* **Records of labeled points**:
begin
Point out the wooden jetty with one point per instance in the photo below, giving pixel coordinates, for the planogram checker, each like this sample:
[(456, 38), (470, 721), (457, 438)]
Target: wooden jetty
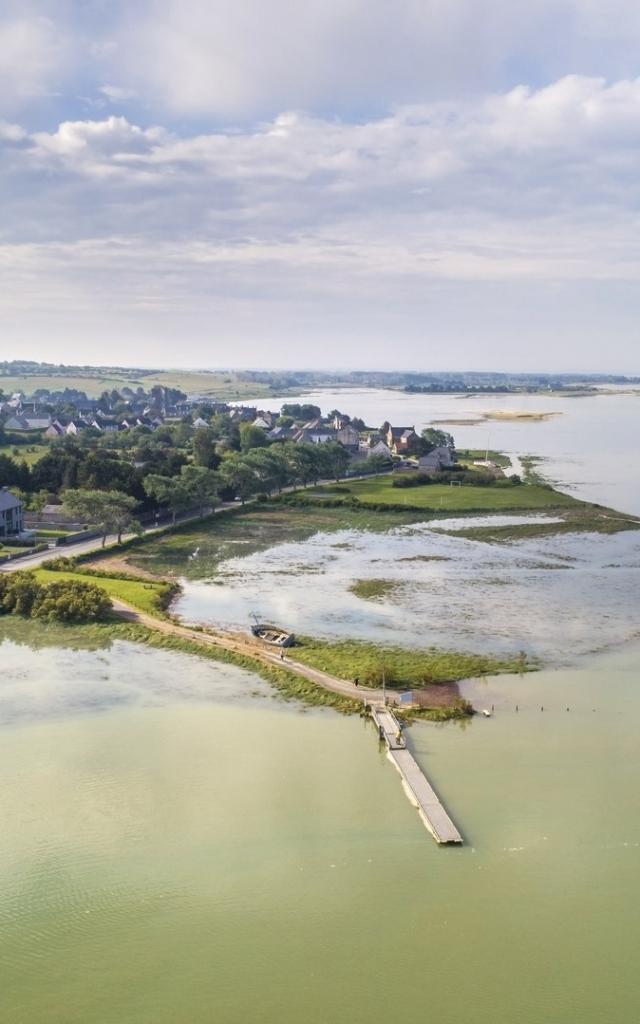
[(415, 783)]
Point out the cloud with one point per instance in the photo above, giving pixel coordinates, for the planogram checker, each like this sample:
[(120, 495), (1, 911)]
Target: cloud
[(11, 133), (451, 213), (247, 59), (117, 93)]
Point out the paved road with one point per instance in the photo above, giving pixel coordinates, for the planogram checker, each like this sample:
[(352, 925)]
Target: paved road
[(85, 547)]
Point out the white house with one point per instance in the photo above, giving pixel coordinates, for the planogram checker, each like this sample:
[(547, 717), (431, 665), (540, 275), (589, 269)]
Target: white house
[(10, 513), (380, 449), (438, 459)]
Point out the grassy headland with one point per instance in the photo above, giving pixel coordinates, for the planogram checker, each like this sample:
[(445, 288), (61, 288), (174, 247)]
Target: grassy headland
[(455, 498), (403, 669)]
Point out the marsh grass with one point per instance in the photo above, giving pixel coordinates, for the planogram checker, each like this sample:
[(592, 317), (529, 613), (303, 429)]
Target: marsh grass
[(375, 590), (222, 537), (403, 669)]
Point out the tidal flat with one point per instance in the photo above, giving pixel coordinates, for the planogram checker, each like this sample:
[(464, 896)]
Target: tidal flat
[(556, 597)]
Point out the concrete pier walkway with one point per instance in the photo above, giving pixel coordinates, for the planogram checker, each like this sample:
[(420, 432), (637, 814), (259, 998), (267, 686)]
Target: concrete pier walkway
[(416, 784)]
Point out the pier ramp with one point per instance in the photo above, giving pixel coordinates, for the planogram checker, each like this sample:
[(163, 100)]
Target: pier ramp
[(415, 782)]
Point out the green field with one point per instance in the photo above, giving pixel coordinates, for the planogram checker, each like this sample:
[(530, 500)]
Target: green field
[(26, 453), (140, 594), (442, 498), (216, 385)]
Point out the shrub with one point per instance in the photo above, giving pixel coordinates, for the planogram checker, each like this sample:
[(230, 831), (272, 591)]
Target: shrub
[(18, 592), (71, 601), (64, 601)]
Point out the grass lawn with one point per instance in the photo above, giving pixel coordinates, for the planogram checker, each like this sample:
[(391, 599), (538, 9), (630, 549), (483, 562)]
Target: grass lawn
[(141, 594), (442, 498), (27, 453), (471, 455), (217, 385)]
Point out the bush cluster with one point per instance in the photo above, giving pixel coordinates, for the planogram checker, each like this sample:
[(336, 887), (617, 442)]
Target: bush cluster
[(64, 601)]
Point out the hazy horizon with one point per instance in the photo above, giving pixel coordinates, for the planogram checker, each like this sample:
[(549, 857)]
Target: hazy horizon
[(329, 184)]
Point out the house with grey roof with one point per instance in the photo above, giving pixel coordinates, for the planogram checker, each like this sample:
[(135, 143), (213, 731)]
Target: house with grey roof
[(11, 518), (28, 423)]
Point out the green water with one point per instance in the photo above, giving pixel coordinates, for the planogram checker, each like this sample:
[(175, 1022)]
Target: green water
[(177, 851)]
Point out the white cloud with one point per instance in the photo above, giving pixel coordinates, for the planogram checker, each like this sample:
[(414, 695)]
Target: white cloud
[(117, 93), (10, 132), (241, 59), (433, 213)]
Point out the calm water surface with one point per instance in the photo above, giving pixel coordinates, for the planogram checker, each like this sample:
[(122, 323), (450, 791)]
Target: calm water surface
[(178, 846), (190, 853)]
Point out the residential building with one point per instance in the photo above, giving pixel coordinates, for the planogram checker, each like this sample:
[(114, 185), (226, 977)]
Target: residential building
[(401, 440), (438, 459), (380, 448), (348, 437)]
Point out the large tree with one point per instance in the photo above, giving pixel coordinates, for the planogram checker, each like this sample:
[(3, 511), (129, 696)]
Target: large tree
[(169, 491), (204, 449), (110, 511), (202, 485), (335, 460), (239, 476)]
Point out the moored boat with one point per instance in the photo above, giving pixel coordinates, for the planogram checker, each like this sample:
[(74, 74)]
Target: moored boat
[(272, 634)]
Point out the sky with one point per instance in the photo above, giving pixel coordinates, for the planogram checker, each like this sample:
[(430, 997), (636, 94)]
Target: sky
[(321, 183)]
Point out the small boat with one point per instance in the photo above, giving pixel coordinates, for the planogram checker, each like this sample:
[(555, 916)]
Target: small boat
[(272, 634)]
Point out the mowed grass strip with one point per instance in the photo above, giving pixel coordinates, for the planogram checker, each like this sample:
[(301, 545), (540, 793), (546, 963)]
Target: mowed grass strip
[(140, 594), (441, 497), (24, 453)]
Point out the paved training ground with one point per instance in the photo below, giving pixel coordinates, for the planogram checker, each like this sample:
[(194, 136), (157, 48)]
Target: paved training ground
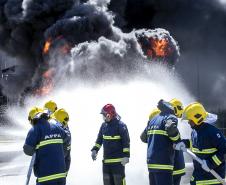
[(14, 165)]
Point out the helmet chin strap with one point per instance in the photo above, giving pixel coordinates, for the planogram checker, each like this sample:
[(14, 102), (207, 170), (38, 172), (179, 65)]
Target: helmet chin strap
[(107, 118)]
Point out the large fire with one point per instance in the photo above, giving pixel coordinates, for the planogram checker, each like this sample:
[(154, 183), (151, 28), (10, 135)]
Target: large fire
[(47, 83), (158, 45), (47, 46)]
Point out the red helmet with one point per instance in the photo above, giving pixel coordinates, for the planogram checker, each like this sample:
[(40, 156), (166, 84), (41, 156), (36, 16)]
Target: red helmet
[(109, 109)]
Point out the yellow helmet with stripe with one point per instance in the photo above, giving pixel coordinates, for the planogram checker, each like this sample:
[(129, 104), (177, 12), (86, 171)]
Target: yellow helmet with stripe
[(33, 112), (61, 116), (153, 113), (177, 106), (195, 112), (51, 106)]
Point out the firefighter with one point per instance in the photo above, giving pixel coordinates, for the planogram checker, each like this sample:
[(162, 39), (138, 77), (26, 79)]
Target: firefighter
[(179, 164), (207, 142), (160, 134), (50, 107), (60, 117), (114, 136), (46, 140)]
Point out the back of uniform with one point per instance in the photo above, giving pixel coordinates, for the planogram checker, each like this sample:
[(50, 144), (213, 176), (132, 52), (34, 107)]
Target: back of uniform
[(115, 139), (208, 143), (161, 134), (47, 140)]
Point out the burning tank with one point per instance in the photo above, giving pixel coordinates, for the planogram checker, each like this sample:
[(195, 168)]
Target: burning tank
[(158, 46)]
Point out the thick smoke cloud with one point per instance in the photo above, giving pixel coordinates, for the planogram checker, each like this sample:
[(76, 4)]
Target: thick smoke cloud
[(199, 27), (26, 25)]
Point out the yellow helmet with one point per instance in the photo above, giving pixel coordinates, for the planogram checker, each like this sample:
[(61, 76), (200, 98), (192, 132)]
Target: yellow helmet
[(33, 112), (177, 106), (51, 106), (61, 116), (153, 113), (195, 112)]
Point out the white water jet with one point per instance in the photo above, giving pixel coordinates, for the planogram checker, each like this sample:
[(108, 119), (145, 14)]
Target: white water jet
[(133, 101)]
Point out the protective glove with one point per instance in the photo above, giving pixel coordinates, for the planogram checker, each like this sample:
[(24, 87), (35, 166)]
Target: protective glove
[(205, 166), (125, 160), (94, 155), (180, 146)]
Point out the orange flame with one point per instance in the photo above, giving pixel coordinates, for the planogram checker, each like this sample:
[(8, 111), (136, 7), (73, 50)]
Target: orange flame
[(47, 83), (160, 47), (65, 49), (47, 46)]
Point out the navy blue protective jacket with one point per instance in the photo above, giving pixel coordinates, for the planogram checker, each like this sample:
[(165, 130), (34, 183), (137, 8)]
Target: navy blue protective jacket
[(67, 147), (179, 164), (208, 143), (47, 141), (160, 152), (115, 139)]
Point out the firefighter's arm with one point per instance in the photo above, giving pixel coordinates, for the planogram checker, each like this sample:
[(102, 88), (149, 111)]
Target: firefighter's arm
[(99, 141), (31, 141), (66, 141), (171, 129), (125, 140), (219, 143), (144, 136)]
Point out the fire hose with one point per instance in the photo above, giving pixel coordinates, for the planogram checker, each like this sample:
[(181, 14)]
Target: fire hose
[(30, 168), (218, 177)]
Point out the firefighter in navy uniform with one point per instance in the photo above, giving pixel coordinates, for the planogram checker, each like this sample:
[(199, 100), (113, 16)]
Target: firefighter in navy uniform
[(50, 107), (60, 117), (160, 134), (46, 140), (114, 136), (207, 142), (179, 164)]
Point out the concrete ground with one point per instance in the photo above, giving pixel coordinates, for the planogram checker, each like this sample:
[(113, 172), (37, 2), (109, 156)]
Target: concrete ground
[(14, 164)]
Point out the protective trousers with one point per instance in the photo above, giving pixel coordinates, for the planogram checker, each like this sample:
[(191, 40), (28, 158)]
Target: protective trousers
[(55, 182), (114, 174), (176, 179), (160, 178)]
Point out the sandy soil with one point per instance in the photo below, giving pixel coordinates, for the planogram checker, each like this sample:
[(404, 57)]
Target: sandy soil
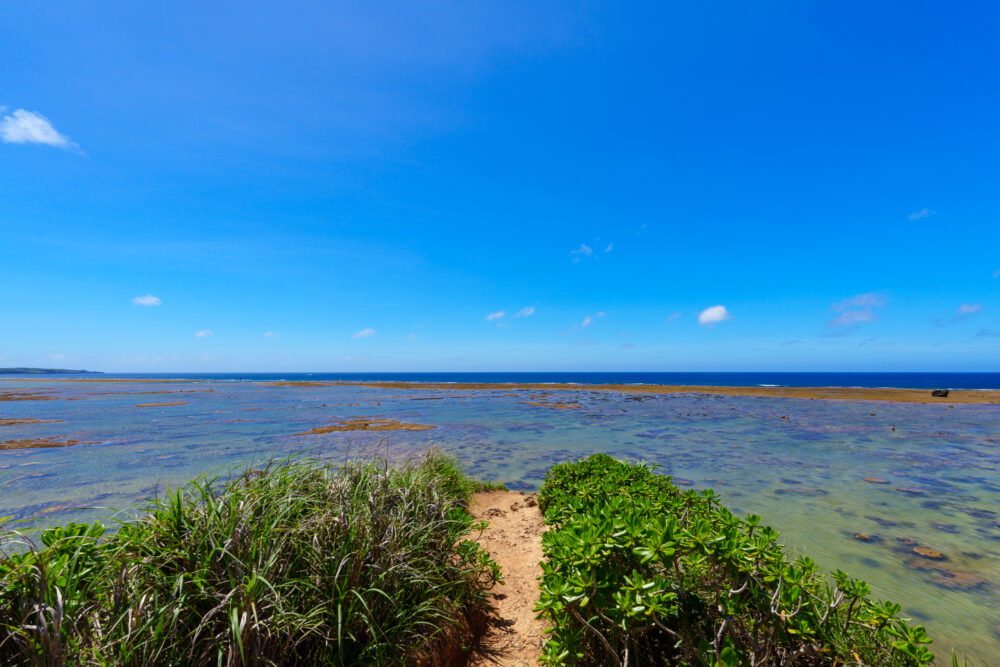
[(514, 539)]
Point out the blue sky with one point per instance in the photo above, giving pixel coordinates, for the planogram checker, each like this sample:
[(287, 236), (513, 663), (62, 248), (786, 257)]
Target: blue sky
[(500, 186)]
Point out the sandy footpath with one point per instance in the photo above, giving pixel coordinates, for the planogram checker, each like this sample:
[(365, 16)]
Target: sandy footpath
[(514, 539)]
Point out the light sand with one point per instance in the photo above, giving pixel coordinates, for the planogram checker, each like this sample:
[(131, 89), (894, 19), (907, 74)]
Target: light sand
[(514, 539)]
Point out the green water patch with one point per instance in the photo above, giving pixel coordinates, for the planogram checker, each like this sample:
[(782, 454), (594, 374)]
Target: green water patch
[(802, 464)]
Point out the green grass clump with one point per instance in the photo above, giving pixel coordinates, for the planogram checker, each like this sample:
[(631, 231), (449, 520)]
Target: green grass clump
[(637, 572), (297, 563)]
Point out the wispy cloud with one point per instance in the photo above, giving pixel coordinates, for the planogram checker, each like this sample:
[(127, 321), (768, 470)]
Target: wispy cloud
[(30, 127), (853, 317), (866, 300), (527, 311), (713, 315), (583, 251), (588, 320), (965, 311), (148, 300), (855, 311)]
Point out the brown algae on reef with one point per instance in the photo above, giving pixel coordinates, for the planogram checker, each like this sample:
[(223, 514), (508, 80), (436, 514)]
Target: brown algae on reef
[(35, 443), (19, 422), (367, 424), (159, 405)]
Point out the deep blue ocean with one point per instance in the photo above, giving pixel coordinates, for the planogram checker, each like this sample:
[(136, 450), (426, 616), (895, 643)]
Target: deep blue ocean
[(898, 380)]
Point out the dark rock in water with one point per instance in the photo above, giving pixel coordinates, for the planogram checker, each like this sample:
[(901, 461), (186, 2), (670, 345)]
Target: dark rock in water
[(885, 523), (946, 527), (925, 552), (801, 492), (959, 580)]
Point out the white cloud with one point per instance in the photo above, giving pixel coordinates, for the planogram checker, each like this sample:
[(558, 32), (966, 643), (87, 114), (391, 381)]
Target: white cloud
[(965, 311), (969, 308), (856, 310), (583, 251), (713, 315), (148, 300), (866, 300), (588, 320), (853, 317), (29, 127)]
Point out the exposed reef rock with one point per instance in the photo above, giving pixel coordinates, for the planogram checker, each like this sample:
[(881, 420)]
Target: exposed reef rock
[(367, 424)]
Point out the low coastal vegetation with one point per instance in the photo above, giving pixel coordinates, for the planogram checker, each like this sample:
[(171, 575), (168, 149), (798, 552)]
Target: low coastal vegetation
[(638, 572), (369, 563), (297, 563)]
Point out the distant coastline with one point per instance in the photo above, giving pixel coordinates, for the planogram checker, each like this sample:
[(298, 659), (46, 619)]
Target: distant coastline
[(823, 392), (873, 380), (44, 371)]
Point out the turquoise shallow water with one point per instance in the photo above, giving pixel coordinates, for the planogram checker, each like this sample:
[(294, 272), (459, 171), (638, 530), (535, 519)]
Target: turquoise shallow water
[(799, 463)]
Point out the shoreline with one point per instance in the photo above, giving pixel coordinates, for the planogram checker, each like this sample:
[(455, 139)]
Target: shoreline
[(886, 394), (967, 396)]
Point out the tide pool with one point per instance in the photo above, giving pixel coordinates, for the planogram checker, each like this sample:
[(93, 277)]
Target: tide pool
[(933, 470)]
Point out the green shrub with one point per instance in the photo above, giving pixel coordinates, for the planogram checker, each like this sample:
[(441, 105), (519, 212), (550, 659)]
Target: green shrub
[(293, 564), (637, 572)]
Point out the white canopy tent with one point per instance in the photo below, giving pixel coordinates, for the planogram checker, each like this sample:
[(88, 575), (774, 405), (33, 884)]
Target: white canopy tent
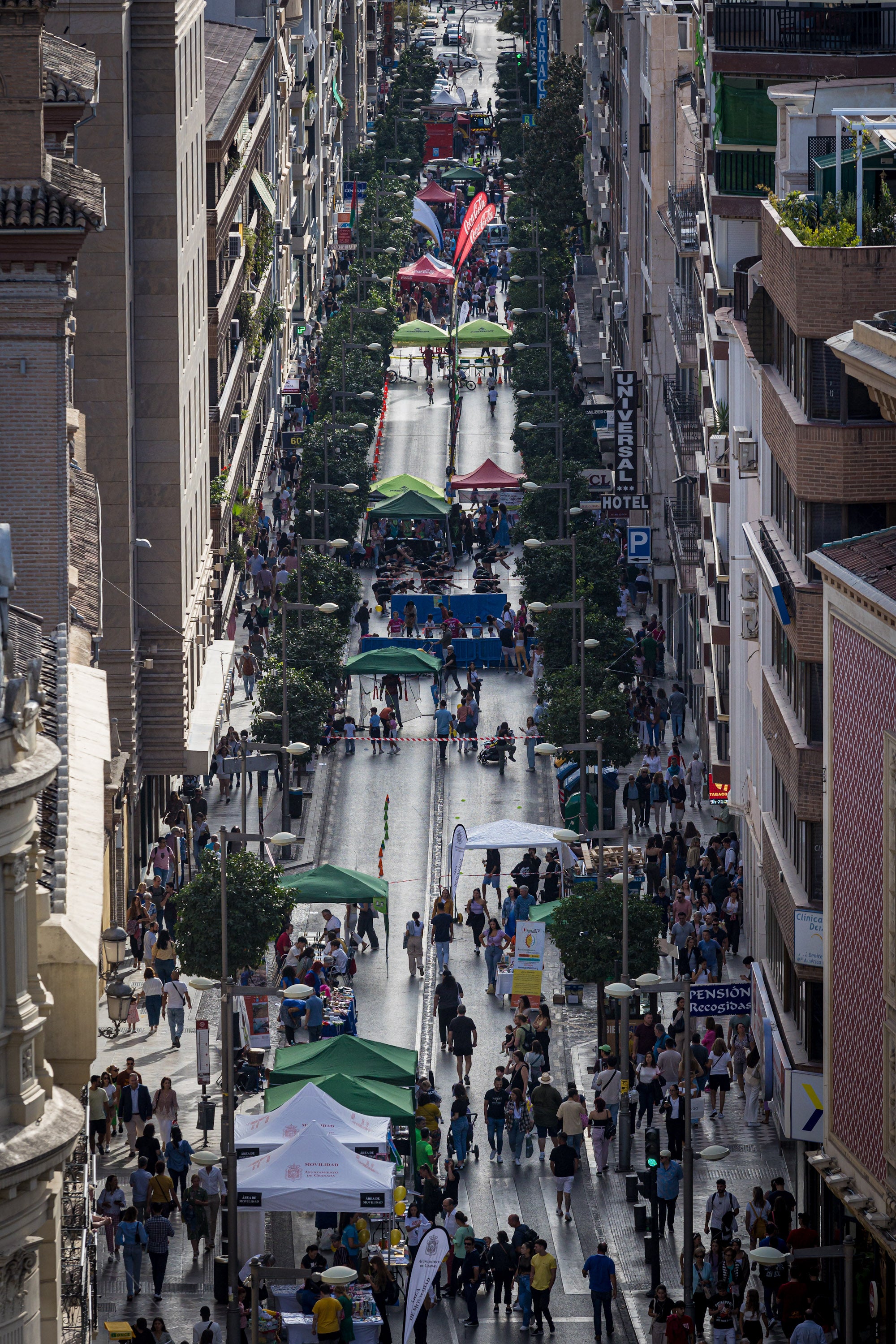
[(504, 835), (257, 1135), (314, 1174)]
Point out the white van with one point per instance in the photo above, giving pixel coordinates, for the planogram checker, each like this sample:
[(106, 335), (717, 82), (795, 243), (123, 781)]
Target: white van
[(499, 236)]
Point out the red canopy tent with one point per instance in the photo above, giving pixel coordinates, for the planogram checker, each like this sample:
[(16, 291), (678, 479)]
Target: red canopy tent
[(428, 269), (489, 476), (436, 195)]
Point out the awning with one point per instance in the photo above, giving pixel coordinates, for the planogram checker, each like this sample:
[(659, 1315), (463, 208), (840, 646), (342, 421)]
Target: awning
[(264, 191), (210, 714)]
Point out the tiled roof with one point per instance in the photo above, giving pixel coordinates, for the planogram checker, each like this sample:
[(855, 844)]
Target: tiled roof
[(226, 45), (69, 72), (69, 198), (871, 558)]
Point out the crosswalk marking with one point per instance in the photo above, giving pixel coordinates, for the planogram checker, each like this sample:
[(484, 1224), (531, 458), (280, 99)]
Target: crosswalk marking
[(567, 1249)]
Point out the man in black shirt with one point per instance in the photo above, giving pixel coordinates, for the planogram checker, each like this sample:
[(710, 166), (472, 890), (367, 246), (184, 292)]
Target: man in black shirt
[(470, 1271), (564, 1164), (462, 1043), (496, 1100)]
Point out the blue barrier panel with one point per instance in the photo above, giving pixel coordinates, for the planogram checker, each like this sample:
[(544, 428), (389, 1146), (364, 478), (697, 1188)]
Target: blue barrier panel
[(484, 654), (465, 607)]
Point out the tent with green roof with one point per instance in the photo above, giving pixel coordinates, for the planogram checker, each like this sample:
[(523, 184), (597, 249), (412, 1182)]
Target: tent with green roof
[(354, 1055), (366, 1096), (392, 486)]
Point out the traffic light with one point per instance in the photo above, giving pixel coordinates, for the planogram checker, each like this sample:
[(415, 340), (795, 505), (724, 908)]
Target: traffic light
[(652, 1147)]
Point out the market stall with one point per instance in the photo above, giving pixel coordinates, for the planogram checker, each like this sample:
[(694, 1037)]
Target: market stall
[(365, 1135), (353, 1055), (314, 1174)]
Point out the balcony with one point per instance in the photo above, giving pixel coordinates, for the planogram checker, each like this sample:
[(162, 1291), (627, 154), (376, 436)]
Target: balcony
[(745, 172), (683, 218), (685, 322), (683, 413), (849, 30), (684, 529)]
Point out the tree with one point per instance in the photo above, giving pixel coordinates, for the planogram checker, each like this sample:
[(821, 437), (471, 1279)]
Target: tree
[(256, 906), (587, 932)]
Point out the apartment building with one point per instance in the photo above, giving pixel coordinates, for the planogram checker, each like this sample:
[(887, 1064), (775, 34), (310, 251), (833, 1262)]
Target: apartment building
[(633, 65)]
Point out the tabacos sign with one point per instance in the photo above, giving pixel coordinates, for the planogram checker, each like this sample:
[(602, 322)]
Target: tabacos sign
[(625, 429)]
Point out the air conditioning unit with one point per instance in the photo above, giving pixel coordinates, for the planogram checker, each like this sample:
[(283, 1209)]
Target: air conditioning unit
[(747, 457), (749, 585)]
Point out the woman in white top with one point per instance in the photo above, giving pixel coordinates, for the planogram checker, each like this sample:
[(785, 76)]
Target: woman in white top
[(720, 1074), (646, 1076)]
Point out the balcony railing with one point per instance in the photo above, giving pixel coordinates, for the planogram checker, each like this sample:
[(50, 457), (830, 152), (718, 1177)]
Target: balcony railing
[(683, 217), (684, 529), (685, 425), (778, 568), (853, 30), (745, 172), (685, 322)]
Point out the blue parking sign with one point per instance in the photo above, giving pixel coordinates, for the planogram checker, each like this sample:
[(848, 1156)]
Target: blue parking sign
[(640, 546)]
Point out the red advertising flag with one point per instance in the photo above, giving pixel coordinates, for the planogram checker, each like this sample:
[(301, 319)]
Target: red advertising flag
[(477, 217)]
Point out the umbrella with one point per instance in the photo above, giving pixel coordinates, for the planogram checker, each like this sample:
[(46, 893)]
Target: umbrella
[(393, 659), (482, 332), (420, 334)]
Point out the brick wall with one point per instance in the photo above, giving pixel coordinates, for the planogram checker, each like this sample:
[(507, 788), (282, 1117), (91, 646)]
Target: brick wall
[(828, 463), (34, 451), (863, 706), (823, 291), (800, 764)]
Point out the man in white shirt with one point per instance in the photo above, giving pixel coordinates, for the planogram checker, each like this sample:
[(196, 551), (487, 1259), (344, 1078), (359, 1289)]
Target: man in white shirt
[(206, 1323), (213, 1182)]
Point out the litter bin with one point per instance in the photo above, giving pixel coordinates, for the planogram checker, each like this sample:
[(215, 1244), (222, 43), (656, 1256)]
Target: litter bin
[(221, 1285)]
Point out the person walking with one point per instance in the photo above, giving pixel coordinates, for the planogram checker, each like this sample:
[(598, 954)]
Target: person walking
[(159, 1234), (132, 1238), (461, 1042), (414, 944), (543, 1276), (495, 941), (174, 999), (601, 1273), (443, 936), (564, 1164), (669, 1175)]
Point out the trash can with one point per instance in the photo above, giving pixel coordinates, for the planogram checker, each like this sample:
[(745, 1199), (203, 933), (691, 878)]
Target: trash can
[(221, 1285)]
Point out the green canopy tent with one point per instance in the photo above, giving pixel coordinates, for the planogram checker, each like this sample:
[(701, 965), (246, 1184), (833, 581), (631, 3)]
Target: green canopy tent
[(409, 504), (393, 659), (420, 334), (392, 486), (353, 1055), (331, 885), (366, 1096), (544, 913), (482, 332)]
end
* **Stated exercise**: Format the data as a numbered list, covering everything from the line that contains "Point out the sandy footpath" down to and including the line that contains "[(885, 523), (946, 527), (925, 552), (801, 492), (959, 580)]". Leave out any blank lines.

* **Task solution**:
1. Point out the sandy footpath with one point per instance in the photo above, giving pixel coordinates, for the planogram checker, each like this sample:
2. [(365, 16)]
3. Target: sandy footpath
4. [(514, 539)]
5. Point out the light sand with one point per instance in the photo above, giving pixel coordinates, for the planogram checker, each like this sample:
6. [(131, 89), (894, 19), (907, 74)]
7. Target: light sand
8. [(514, 539)]
9. Point out the green water patch with one point per instance in the photo above, giving pixel coordinates, for the planogram checker, each like this sample:
10. [(782, 454), (594, 374)]
11. Target: green water patch
12. [(802, 464)]
13. Point out the green grass clump with one point per instance in the photo above, giving pixel coordinates, for the planogram checker, each like this sample:
14. [(631, 231), (449, 520)]
15. Target: green grass clump
16. [(637, 572), (297, 563)]
17. Point out the wispy cloud with one point per instance in the photo above, giving pixel coordinates, for the planogram checker, each like this sample:
18. [(127, 321), (768, 470)]
19. Target: wispy cloud
20. [(30, 127), (853, 317), (866, 300), (527, 311), (713, 315), (583, 251), (588, 320), (965, 311), (148, 300), (855, 311)]
21. Point out the brown algae on reef with one point per instance in the photo above, giving pixel coordinates, for the planogram checker, each like this sample:
22. [(223, 514), (508, 80), (436, 514)]
23. Target: brown algae on reef
24. [(35, 443), (19, 422), (367, 424), (159, 405)]
25. Point out the deep blue ocean with one point per instance in the photo above, giving pixel coordinates, for the planogram checker, each like this sample:
26. [(136, 450), (426, 616), (895, 643)]
27. Target: deep blue ocean
28. [(898, 380)]
29. Point out the dark rock in water with one point per instance in the photo above, giving pixel coordinates, for the planogram checker, each like this sample:
30. [(901, 461), (186, 2), (670, 345)]
31. Target: dark rock in water
32. [(885, 523), (946, 527), (925, 552), (801, 492), (959, 580)]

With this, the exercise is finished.